- _Document text_
+--

BEIJING – The blind Chinese dissident who boldly fled house arrest and placed himself under the wing of U.S. diplomats balked Wednesday at a deal delicately worked out between the two countries to let him live freely in China, saying he now fears for his family’s safety unless they are all spirited abroad.

After six days holed up in the U.S. Embassy, as senior officials in Beijing and Washington tussled over his fate, Chen Guangcheng left the compound’s protective confines Wednesday for a nearby hospital for treatment of a leg injury suffered in his escape. A shaken Chen told The Associated Press from his hospital room that Chinese authorities had warned he would lose his opportunity to be reunited with his family if he stayed longer in the embassy.

U.S. officials verified that account. But they adamantly denied his contention that one American diplomat had warned him of a threat from the Chinese that his wife would be beaten to death if he did not get out of the embassy.

“I think we’d like to rest in a place outside of China,” Chen told the AP, appealing again for help from Washington.

Only hours earlier, U.S. officials said they had extracted from the Chinese government a promise that Chen would join his family and be allowed to start a new life in a university town in China, safe from the rural authorities who had abusively held him in prison and house arrest for nearly seven years.

That announcement had been timed to clear up the matter before strategic and economic meetings start today between Secretary of State Hillary Rodham Clinton, Treasury Secretary Timothy Geithner and their Chinese counterparts.

+--

- _Exercise goal_
How many days did Chen Guangcheng spend in the U.S. Embassy before leaving for a hospital, according to the news report about him?

Image-grounded pointing data:

+--

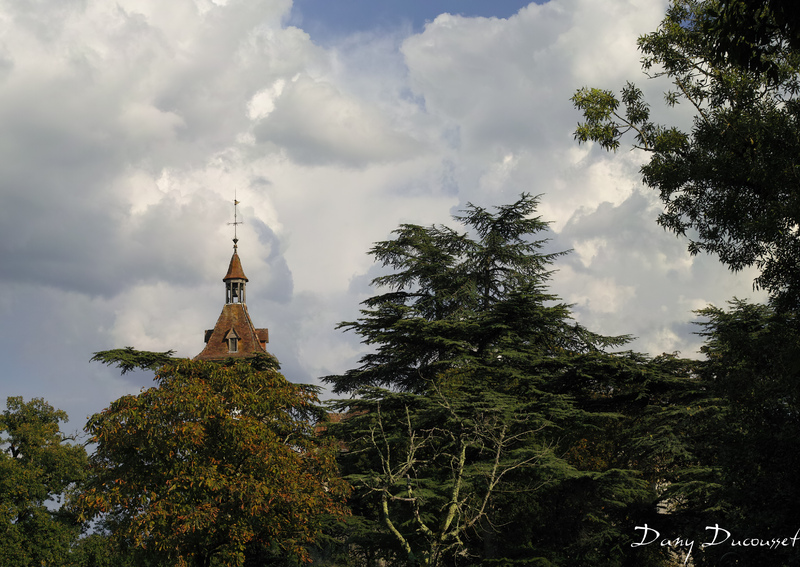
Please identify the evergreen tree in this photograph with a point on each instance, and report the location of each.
(492, 391)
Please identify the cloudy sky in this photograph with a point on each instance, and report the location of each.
(127, 126)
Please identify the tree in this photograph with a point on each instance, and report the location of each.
(479, 393)
(39, 467)
(750, 431)
(731, 183)
(455, 300)
(212, 460)
(427, 467)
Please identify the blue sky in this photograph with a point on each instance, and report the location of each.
(326, 20)
(127, 126)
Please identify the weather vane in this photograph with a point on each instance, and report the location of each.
(236, 222)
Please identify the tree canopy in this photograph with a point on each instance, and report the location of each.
(484, 405)
(39, 468)
(213, 459)
(730, 183)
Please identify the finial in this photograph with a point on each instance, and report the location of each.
(236, 222)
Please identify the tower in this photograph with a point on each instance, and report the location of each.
(234, 335)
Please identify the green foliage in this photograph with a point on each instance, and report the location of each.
(502, 434)
(212, 461)
(751, 438)
(457, 300)
(129, 359)
(729, 184)
(38, 468)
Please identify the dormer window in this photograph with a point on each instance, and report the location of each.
(233, 341)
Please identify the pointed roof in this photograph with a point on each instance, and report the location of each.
(235, 271)
(234, 322)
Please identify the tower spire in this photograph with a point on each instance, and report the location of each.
(236, 222)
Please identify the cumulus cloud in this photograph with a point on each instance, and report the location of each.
(128, 127)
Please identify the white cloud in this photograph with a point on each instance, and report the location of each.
(128, 126)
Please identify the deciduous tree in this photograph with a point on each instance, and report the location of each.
(730, 183)
(211, 460)
(39, 467)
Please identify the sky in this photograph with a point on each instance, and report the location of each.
(128, 126)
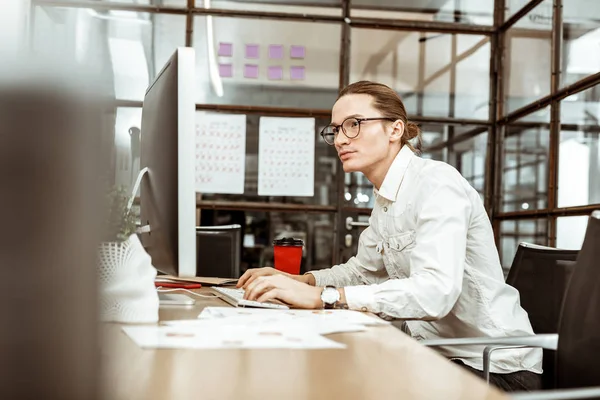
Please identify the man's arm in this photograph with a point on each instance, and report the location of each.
(436, 262)
(363, 269)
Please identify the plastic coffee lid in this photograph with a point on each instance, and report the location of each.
(288, 242)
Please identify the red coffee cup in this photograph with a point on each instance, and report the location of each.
(288, 255)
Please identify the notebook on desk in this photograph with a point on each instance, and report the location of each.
(204, 280)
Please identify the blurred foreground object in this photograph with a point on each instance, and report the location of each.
(52, 156)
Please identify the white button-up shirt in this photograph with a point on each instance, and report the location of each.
(429, 257)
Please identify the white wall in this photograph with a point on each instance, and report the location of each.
(14, 20)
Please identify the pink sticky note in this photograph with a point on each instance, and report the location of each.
(250, 71)
(225, 49)
(252, 51)
(297, 52)
(275, 73)
(276, 51)
(297, 73)
(225, 70)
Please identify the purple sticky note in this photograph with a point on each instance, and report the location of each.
(275, 73)
(276, 51)
(297, 52)
(297, 73)
(225, 70)
(252, 51)
(250, 71)
(225, 49)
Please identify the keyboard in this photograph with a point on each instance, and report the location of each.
(235, 297)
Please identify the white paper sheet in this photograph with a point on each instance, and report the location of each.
(220, 153)
(216, 335)
(262, 314)
(286, 156)
(320, 327)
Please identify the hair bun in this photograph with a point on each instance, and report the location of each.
(412, 130)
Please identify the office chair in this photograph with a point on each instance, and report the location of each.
(218, 251)
(541, 275)
(577, 343)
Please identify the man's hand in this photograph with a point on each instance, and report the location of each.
(284, 289)
(253, 273)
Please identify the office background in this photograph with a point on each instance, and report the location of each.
(511, 99)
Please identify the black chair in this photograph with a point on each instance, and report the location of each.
(541, 275)
(577, 343)
(218, 251)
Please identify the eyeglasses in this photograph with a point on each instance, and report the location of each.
(350, 128)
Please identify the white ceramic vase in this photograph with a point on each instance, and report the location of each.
(127, 290)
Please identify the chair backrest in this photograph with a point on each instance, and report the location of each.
(218, 251)
(578, 353)
(541, 275)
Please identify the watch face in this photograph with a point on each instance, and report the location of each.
(330, 295)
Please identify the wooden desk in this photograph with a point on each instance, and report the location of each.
(381, 363)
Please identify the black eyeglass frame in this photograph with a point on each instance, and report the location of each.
(336, 128)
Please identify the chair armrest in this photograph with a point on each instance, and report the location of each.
(546, 341)
(561, 394)
(487, 356)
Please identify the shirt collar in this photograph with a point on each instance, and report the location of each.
(395, 175)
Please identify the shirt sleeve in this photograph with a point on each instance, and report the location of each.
(363, 269)
(436, 262)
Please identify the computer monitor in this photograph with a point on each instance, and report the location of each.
(167, 193)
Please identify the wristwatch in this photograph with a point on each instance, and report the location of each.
(330, 296)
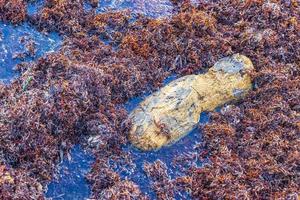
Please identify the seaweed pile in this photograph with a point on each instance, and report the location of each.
(75, 95)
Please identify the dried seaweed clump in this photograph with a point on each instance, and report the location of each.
(74, 95)
(15, 183)
(161, 182)
(255, 147)
(60, 15)
(13, 11)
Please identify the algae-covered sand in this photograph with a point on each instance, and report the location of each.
(76, 95)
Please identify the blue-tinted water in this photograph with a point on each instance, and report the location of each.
(71, 183)
(13, 40)
(34, 7)
(185, 146)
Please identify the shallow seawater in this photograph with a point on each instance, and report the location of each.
(71, 183)
(150, 8)
(185, 146)
(13, 40)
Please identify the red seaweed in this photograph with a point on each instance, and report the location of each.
(75, 95)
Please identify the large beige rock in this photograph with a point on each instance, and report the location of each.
(173, 111)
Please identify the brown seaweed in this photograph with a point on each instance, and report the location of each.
(75, 94)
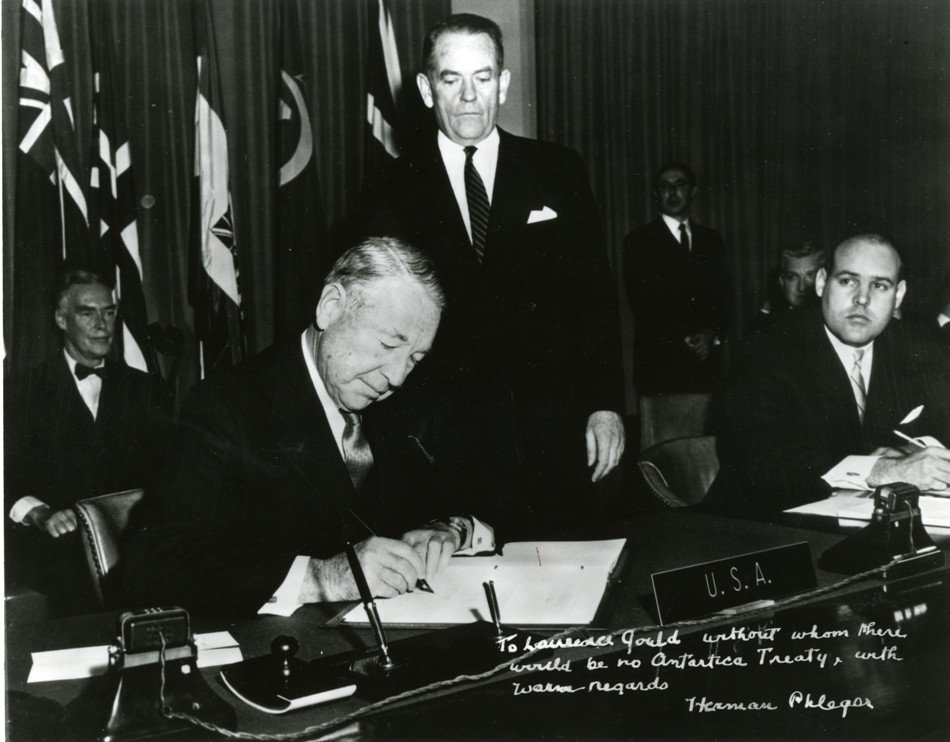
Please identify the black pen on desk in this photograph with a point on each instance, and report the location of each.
(368, 604)
(421, 583)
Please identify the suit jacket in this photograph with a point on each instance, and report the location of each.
(674, 293)
(260, 480)
(55, 451)
(787, 413)
(538, 313)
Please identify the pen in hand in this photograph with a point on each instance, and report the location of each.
(909, 439)
(421, 583)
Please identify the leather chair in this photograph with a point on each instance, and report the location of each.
(666, 416)
(679, 472)
(102, 520)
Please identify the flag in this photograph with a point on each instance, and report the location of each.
(214, 278)
(302, 256)
(115, 203)
(51, 210)
(383, 86)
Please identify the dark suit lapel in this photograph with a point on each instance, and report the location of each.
(304, 435)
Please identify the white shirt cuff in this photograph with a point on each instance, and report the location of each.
(284, 600)
(851, 473)
(483, 539)
(22, 507)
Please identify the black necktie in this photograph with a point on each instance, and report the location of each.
(356, 450)
(83, 371)
(684, 237)
(477, 204)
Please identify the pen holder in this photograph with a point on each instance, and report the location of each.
(427, 658)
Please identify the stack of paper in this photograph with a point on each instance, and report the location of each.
(547, 583)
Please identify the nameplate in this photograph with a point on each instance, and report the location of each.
(711, 587)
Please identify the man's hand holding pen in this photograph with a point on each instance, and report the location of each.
(435, 544)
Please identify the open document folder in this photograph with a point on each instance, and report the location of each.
(549, 583)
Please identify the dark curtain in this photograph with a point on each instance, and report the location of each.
(155, 42)
(802, 118)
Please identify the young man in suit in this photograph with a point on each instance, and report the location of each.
(831, 384)
(513, 226)
(298, 450)
(77, 426)
(679, 290)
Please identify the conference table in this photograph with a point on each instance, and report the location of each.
(854, 658)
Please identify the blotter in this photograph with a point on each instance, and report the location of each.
(550, 583)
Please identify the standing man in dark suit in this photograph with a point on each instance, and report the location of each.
(513, 226)
(77, 426)
(806, 394)
(294, 452)
(679, 290)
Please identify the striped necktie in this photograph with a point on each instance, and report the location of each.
(356, 450)
(857, 381)
(477, 204)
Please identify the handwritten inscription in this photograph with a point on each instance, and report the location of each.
(653, 662)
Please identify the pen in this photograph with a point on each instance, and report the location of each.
(909, 439)
(369, 604)
(493, 605)
(421, 583)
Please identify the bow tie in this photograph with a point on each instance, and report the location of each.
(83, 371)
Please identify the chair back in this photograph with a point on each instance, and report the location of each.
(679, 472)
(102, 520)
(666, 416)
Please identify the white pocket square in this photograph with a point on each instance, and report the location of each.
(542, 215)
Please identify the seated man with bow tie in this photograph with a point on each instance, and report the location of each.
(287, 457)
(76, 426)
(810, 392)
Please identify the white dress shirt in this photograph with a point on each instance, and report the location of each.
(673, 224)
(90, 389)
(485, 160)
(284, 600)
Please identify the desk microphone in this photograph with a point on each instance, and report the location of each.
(369, 605)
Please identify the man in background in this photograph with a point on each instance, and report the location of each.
(679, 291)
(796, 282)
(290, 455)
(530, 344)
(827, 385)
(77, 426)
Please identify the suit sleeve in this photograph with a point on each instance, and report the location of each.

+--

- _Exercise output_
Six days.